* EXERCISE INPUT:
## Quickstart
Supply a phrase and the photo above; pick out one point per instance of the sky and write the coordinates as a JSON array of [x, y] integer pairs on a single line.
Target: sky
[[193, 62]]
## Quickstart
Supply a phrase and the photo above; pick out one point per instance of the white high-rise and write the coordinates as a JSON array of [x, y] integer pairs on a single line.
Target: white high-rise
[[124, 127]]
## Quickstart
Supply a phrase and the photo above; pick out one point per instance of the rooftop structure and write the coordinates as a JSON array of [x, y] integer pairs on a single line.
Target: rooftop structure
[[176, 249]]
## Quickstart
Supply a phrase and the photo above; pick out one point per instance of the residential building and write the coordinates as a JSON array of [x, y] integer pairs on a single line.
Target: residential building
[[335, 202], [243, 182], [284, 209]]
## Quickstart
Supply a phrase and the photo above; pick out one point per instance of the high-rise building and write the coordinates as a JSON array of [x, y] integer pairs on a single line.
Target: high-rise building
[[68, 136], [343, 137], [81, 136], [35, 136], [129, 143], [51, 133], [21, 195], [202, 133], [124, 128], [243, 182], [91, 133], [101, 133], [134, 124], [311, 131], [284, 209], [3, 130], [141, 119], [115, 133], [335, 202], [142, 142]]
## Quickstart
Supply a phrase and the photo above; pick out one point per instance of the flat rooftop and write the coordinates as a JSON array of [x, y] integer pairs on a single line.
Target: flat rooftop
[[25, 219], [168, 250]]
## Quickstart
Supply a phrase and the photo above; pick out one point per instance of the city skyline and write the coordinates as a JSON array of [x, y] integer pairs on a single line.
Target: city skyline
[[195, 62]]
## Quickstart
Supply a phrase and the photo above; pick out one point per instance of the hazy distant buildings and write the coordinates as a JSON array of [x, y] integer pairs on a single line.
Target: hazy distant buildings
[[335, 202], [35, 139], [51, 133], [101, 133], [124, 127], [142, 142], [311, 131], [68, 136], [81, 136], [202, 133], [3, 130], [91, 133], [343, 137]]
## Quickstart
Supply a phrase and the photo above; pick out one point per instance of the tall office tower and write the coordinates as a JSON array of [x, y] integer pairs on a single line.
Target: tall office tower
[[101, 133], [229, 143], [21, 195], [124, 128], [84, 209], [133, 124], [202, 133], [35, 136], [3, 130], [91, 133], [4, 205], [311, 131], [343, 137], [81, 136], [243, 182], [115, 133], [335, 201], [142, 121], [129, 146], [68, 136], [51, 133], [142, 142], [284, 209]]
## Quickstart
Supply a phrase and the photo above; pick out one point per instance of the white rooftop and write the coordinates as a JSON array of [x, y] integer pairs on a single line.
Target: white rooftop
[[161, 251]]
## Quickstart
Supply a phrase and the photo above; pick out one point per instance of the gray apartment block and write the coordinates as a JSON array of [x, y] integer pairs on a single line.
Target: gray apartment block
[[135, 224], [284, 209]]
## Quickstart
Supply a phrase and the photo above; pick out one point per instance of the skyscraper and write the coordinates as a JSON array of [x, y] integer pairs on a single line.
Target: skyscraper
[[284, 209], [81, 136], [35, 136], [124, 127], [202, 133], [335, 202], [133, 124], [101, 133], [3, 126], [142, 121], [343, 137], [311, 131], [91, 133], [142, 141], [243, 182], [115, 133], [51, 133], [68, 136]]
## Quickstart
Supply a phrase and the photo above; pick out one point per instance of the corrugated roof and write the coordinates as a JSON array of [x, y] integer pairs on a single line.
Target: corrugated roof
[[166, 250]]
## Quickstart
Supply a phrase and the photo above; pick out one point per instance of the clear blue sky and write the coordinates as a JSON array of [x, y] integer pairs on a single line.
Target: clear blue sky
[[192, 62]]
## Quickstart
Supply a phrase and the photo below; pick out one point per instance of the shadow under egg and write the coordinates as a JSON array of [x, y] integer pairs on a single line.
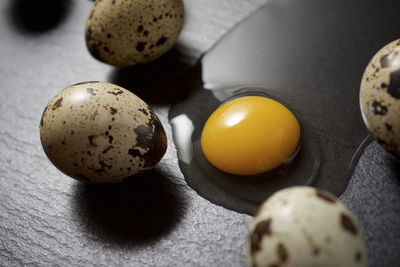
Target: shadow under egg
[[138, 210]]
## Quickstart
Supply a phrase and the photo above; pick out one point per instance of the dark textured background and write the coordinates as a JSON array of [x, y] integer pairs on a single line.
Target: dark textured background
[[47, 218]]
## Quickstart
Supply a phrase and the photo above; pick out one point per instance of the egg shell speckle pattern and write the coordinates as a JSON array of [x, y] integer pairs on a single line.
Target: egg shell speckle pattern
[[100, 132], [380, 97], [129, 32], [304, 226]]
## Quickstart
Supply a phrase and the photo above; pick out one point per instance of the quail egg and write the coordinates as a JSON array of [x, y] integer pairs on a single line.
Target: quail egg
[[304, 226], [99, 132], [380, 97], [130, 32]]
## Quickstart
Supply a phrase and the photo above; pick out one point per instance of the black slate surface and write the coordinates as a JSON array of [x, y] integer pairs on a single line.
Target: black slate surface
[[47, 218]]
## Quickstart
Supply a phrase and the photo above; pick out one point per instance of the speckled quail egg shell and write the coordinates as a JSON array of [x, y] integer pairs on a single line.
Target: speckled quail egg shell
[[99, 132], [304, 226], [380, 97], [129, 32]]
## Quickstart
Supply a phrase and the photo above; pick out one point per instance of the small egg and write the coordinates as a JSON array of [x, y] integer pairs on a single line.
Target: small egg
[[304, 226], [130, 32], [99, 132], [380, 97], [250, 135]]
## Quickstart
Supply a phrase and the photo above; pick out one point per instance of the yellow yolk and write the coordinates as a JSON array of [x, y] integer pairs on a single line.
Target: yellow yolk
[[250, 135]]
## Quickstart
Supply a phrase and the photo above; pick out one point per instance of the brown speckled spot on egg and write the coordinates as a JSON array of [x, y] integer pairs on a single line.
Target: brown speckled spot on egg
[[107, 149], [389, 59], [388, 127], [378, 108], [91, 140], [143, 111], [57, 104], [88, 82], [282, 253], [394, 85], [88, 34], [134, 152], [94, 51], [110, 137], [116, 91], [84, 178], [262, 228], [347, 224], [324, 196], [41, 120]]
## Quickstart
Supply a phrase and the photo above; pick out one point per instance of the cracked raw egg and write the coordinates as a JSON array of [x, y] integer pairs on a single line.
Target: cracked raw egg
[[380, 97], [99, 132], [250, 135]]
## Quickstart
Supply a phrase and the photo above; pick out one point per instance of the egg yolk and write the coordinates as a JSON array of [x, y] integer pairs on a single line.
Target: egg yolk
[[250, 135]]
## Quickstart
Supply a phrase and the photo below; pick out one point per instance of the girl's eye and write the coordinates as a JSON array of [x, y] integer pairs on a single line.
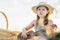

* WHAT THE EXERCISE ASKS: Update all of the data above so that every "Target" reads "Label", leaving everything else unchanged. Omit the pictures.

* TASK OUTPUT:
## Quickstart
Supply a phrase and the photo above; pick out one point per instance of the sky and write the coordinates as a JSON array of [x, y] integer pairs on a single line.
Label: sky
[[193, 62]]
## Quickstart
Supply a phrase and the photo above; pick out one point per instance of the white high-rise and write the coordinates as a JSON array of [x, y] integer pairs on a single line.
Label: white high-rise
[[124, 127]]
## Quickstart
Supply a phrase and the photo above; pick out one point per instance of the rooftop structure and write the coordinates as a JSON array of [x, y] integer pairs on a single line.
Label: rooftop structure
[[176, 249]]
## Quickstart
Supply a phrase and the photo above; pick out one point per instance of the residential building and write the coordinates as a JSON array of [x, y] integer pairs on a single line.
Label: residential building
[[335, 202], [243, 182], [284, 209]]
## Quickstart
Supply a phrase and the photo above; pick out one point per instance of the high-rise building and write the coordinates as a JSON array of [x, y] integer pairs on a single line.
Label: high-rise building
[[68, 136], [343, 137], [81, 136], [35, 136], [129, 143], [51, 133], [21, 195], [202, 133], [124, 128], [243, 182], [91, 133], [101, 133], [134, 124], [311, 131], [284, 209], [3, 130], [141, 119], [115, 133], [335, 202], [142, 142]]
## Quickstart
Supply a phrase and the photo above; pick out one point per instance of the flat rooftop and write the coordinates as a JSON array of [x, y] integer pairs on a single line.
Label: flat rooftop
[[25, 219], [168, 250]]
## Quickstart
Supply a phrase and the photo above; pick out one point per instance of the city skyline and write the coordinates as a JSON array of [x, y] integer pairs on a single line.
Label: city skyline
[[195, 62]]
## Quickstart
Supply a phrase and the photo above; pick out one point per instance of the hazy distant buildings and write the coordinates as a JSON array of [x, y] integer pairs on a single line.
Label: hazy distant buildings
[[335, 202], [35, 139], [51, 133], [101, 133], [124, 127], [142, 142], [311, 131], [68, 136], [81, 136], [202, 133], [3, 130], [91, 133], [343, 137]]
## Quickstart
Supply a phrase and the photo above; pick out one point per instance of the tall office tower and write the coordinates as a JSON array of [x, y] integer pairs on a single line.
Label: tall office tower
[[101, 133], [229, 143], [21, 195], [124, 128], [84, 209], [133, 124], [202, 133], [35, 136], [3, 130], [91, 133], [4, 205], [311, 131], [343, 137], [81, 136], [243, 182], [115, 133], [335, 201], [142, 121], [129, 146], [68, 136], [51, 133], [142, 142], [284, 209]]
## Quickstart
Supply a phrase and the photo above; pick out one point per instance of the white rooftop and write the coordinates as a JSON array of [x, y] integer pairs on a single line.
Label: white rooftop
[[161, 251]]
## Quickstart
Supply a phrase and the photo above; pick out one point per instance of the gray apartment block and write the coordinates as a JSON array of [x, y] integer pairs on a single line.
Label: gray apartment block
[[135, 224], [284, 209]]
## Quickstart
Supply a phrase and the photo above; pick out one point per instance of the skyscraper and write the coordinates as a JSON array of [x, y] integer pairs on a single line.
Label: skyscraper
[[284, 209], [81, 136], [35, 136], [124, 127], [202, 133], [335, 202], [133, 124], [101, 133], [3, 126], [142, 121], [343, 137], [311, 131], [91, 133], [142, 141], [243, 182], [115, 133], [51, 133], [68, 136]]
## Quickstart
Supply a phrase and the photo above; pick out one point per instance of the corrugated roof and write the coordinates as a JSON array of [x, y] integer pairs on a single line.
Label: corrugated roof
[[166, 250]]
## Quickstart
Supply a phrase and the photo above; pick out one point per instance of the clear blue sky and write the coordinates as a JSON array of [x, y] integer pairs on a single line.
Label: clear blue sky
[[192, 62]]
## Quickstart
Supply a phrase and the photo below; pick out one point per instance of the shadow under egg and write the coordinates as a JSON array of [x, y] integer pairs on a single line.
Label: shadow under egg
[[138, 210]]
## Quickstart
Supply a phrase and the photo above; pick out one point per instance of the dark textured background and write the coordinates as a JSON array of [x, y] integer pairs on a single line.
Label: dark textured background
[[47, 218]]
## Quickstart
Supply a phrase and the photo above; pick out one point per instance of the egg shell speckle pattern and write the coordinates as a JSON array of [x, y] integer pairs on a single line.
Label: egg shell speckle pattern
[[100, 132], [380, 97], [129, 32], [304, 226]]
## Quickstart
Supply a phrase and the photo above; pick out one point per instance of the quail egg and write the coordinates as a JSON array of [x, y] integer pairs on a single line.
Label: quail egg
[[304, 226], [99, 132], [380, 97], [130, 32]]
## Quickstart
Supply a phrase and the photo above; pick out one point per instance of the black slate surface and write the coordinates as a JSON array of [x, y] integer pairs on a single line.
Label: black slate surface
[[47, 218]]
## Quickstart
Supply a phrase and the photo above; pick out one point per instance of the speckled quail egg shell and write the coordinates as a JSON array of [x, y] integer pairs on a single line.
Label: speckled quail egg shell
[[99, 132], [304, 226], [380, 97], [129, 32]]
## Quickstart
Supply a phrase and the photo above; pick out one point per instance of the small egg and write the coordinates as a JSON array of [x, y] integer pairs on a single line.
Label: small egg
[[304, 226], [130, 32], [99, 132], [380, 97], [250, 135]]
## Quickstart
Supply a phrase and the photo above; pick out one point per instance of the yellow yolk and write the coordinates as a JSON array of [x, y] integer pairs on a single line.
Label: yellow yolk
[[250, 135]]
## Quickstart
Supply a phrase and the photo above; pick out one point per instance of the brown speckled spot on egg and write the coordinates as a JSON array of [x, y] integer pairs on a single line.
Label: brown speckled spot on egg
[[107, 149], [389, 59], [388, 127], [378, 108], [91, 140], [143, 111], [57, 104], [88, 82], [282, 253], [394, 85], [88, 34], [134, 152], [94, 51], [110, 137], [116, 91], [84, 178], [262, 228], [347, 224], [324, 196], [41, 120]]
## Quickstart
Supply a phrase and the photo above; pick out one point per instance of the cracked raw egg and write the coordinates as a JSON array of [x, y] integer pairs on a single line.
Label: cracked raw egg
[[380, 97], [99, 132], [250, 135]]
## Quickstart
Supply a phrase and the photo above; pick out one point per instance of the egg yolk and write the coordinates as a JSON array of [x, y] integer pairs on a single line.
Label: egg yolk
[[250, 135]]
## Quickstart
Supply a phrase and the photo below; pick out one point per instance of the girl's eye and write the coordinates as a JSON array of [x, y] integer pairs on a single line.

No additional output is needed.